» **Instructions to follow**:
Using the passage on the cocaine deal and arrests below, answer each question on its own line.
1. What substance did Mespoulede use to cut the cocaine?
2. How much cocaine did Duverglas show Solovay?
3. At what time did Penco leave the apartment?

++++ Quoted passage

When Solovay phoned the apartment shortly thereafter, Duverglas told him, "the package has arrived, the connection brought the package". He told Solovay to come to the apartment in 20 minutes. Solovay did.

9

In the meanwhile Mespoulede had cut the cocaine which Penco had brought to the apartment. He used inositol, a non-narcotic white powder frequently used to dilute narcotics. He then placed the mixture in a bag.

10

Upon Solovay's arrival, Duverglas showed him what he said was one and one-eighth kilograms of cocaine, rather than the one and one-half promised. Solovay expressed his annoyance, took a sample of the cocaine with him and left. He later phoned Duverglas to call off the purchase that evening, stating that his people were upset with the many changes in the weight of the cocaine.

11

While Solovay and Duverglas were negotiating the purchase and sale of cocaine, another, more complex, drama was unfolding as the result of the surveillance of Solovay and the Duverglas apartment which had been maintained by a team of DEA agents throughout the day and early evening of January 31.

12

By 6 P.M. on January 31 the agents had learned from Solovay that more than a kilogram of cocaine would be delivered to Duverglas' apartment within the hour. Their surveillance thereupon focused upon the inside and outside of 210 Central Park South. They entered the apartment building and took up positions in three principal areas: the basement garage, the lobby, and the third floor stairwell. From these positions they were able to observe and corroborate Solovay's reports of his negotiations with Duverglas; they also were able to identify Penco as the supplier of the cocaine.

13

Three agents drove into the garage of the apartment building, from which they proceeded to the lobby. From there they gained entrance to the upper floors by stating to the doorman what they had said to the garage attendant: that they were searching for a fugitive who had visited someone on the eleventh floor. The agents took an elevator to that floor. They then walked back down to the third floor where Duverglas' apartment was located. Other agents remained in the garage and the lobby.

14

After turning out the lights at the third floor stairwell, the three agents in that position set up a surveillance post to monitor apartment 3A. They saw Solovay arrive and depart shortly after 7 P.M. before the cocaine had been delivered. Amy Bonk left the apartment shortly thereafter. Penco arrived at about 7:45 with his dog and the bulging briefcase. Bonk returned shortly after 8 P.M., followed by Solovay who stayed about ten minutes. After Solovay made his final call to Duverglas cancelling the cocaine deal, Penco left the apartment, accompanied by his dog, at 9:15 P.M. Two agents who had been waiting in the lobby also saw him leave. They followed him to the garage and placed him under arrest. He was carrying an empty briefcase.

15

The agents then used a ruse to gain access to the Duverglas apartment. They told the elevator operator that they had found Penco's dog wandering in the hallway. The elevator operator took the dog and the agents to apartment 3A. When the elevator operator knocked, Amy Bonk opened the door. An agent thereupon arrested Duverglas in a front hallway as he walked toward the door. Inside the apartment, the agents found Mespoulede in the bedroom. They also observed and seized 1.2 kilograms of cocaine, together with assorted narcotics paraphernalia.

++++++++
++++ Record extracts

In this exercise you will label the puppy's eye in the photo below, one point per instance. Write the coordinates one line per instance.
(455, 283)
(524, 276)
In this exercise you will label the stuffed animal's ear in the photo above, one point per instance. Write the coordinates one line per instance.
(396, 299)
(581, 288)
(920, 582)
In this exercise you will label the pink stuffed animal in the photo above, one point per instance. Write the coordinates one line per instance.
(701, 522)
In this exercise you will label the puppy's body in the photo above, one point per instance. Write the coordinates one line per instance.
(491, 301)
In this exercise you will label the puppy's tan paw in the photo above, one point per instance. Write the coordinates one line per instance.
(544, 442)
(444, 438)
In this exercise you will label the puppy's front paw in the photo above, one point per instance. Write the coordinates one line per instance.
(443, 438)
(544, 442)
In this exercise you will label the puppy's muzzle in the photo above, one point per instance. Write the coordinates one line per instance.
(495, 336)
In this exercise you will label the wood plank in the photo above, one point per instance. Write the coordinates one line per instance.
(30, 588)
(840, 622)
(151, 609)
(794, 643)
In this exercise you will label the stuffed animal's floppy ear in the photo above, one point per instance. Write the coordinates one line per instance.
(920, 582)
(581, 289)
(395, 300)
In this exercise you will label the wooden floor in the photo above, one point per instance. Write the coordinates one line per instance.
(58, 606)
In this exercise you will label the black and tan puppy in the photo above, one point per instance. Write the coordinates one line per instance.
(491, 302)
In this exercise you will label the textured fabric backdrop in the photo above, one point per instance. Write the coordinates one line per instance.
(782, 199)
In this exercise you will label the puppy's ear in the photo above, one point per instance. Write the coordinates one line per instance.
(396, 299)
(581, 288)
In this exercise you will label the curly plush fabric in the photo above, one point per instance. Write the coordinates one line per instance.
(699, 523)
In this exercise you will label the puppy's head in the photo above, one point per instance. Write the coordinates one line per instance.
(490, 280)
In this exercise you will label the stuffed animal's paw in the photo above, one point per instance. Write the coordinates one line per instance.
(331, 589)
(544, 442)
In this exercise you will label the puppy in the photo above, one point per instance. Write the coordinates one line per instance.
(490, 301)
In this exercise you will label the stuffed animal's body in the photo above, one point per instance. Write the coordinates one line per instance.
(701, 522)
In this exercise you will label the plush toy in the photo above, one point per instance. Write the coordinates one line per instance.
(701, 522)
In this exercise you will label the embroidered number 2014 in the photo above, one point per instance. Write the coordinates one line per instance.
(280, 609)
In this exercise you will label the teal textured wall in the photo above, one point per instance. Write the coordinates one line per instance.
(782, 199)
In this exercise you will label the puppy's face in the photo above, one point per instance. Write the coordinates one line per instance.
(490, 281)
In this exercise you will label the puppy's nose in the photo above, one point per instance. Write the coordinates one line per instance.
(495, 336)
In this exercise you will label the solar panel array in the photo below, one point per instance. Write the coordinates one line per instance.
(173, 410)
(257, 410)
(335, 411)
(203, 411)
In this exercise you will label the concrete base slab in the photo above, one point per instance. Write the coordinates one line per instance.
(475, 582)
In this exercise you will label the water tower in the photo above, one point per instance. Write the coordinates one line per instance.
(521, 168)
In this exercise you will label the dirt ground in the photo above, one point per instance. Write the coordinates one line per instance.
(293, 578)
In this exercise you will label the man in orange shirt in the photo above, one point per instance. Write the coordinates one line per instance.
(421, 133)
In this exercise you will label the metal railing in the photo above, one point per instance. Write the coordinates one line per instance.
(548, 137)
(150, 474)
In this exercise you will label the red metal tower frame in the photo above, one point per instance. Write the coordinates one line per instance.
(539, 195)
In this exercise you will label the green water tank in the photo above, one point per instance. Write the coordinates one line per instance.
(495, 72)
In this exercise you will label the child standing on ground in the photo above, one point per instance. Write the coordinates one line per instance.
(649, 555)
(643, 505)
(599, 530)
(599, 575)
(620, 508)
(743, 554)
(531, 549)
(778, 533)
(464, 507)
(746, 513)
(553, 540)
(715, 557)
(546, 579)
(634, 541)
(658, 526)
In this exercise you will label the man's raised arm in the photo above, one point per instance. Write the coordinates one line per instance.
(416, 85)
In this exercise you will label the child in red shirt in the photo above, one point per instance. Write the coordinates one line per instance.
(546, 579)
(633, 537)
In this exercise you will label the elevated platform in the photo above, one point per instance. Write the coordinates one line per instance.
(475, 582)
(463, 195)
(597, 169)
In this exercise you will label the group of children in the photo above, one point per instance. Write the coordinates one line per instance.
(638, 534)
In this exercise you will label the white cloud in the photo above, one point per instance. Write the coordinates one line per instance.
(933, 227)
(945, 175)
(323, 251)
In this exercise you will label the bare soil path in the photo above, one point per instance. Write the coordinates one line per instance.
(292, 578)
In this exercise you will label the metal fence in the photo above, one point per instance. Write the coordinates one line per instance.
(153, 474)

++++++++

» **Correct result**:
1. Inositol.
2. One and one-eighth kilograms.
3. 9:15 P.M.